EXCERPTED RECORDS ->

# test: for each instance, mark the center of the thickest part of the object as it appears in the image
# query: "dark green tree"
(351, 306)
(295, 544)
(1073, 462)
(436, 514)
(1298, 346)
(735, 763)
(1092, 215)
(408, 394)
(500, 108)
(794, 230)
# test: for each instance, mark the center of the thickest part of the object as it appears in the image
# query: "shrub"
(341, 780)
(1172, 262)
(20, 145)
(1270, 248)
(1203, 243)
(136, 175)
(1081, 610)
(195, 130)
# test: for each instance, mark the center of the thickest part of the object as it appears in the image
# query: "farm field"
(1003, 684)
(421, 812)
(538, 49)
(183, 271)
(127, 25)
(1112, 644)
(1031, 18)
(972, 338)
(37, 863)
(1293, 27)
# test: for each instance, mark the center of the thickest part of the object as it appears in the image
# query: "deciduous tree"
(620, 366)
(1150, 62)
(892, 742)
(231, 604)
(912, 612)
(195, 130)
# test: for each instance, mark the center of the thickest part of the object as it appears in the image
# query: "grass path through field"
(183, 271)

JOB -> Please quote the records above exactly, without skipping a line.

CORRECT ANSWER ->
# test: for each instance, mark the center of the thickest part of the object as it appears in the image
# query: "dark green tree"
(351, 306)
(295, 544)
(1073, 462)
(436, 514)
(1298, 346)
(735, 763)
(1092, 215)
(408, 394)
(500, 108)
(794, 230)
# test: for each instance, mark the center of the thickest part of the object as it appears in the image
# query: "shrub"
(341, 780)
(1172, 262)
(20, 145)
(1270, 248)
(1203, 243)
(136, 175)
(1081, 610)
(195, 130)
# test: for each instance, mark the center of the thickest part of the object as it appears in the image
# query: "farm field"
(1003, 684)
(421, 812)
(538, 49)
(183, 271)
(127, 25)
(1112, 644)
(1031, 18)
(972, 338)
(37, 863)
(1293, 27)
# test: for each instance, mark the center of the thickest part of the object as it appears in the image
# query: "deciduous tree"
(620, 366)
(1150, 62)
(892, 742)
(231, 604)
(912, 612)
(195, 130)
# test: for each instance, mark the center of the thickest part of the object as it appears in the image
# query: "grass path through field"
(183, 271)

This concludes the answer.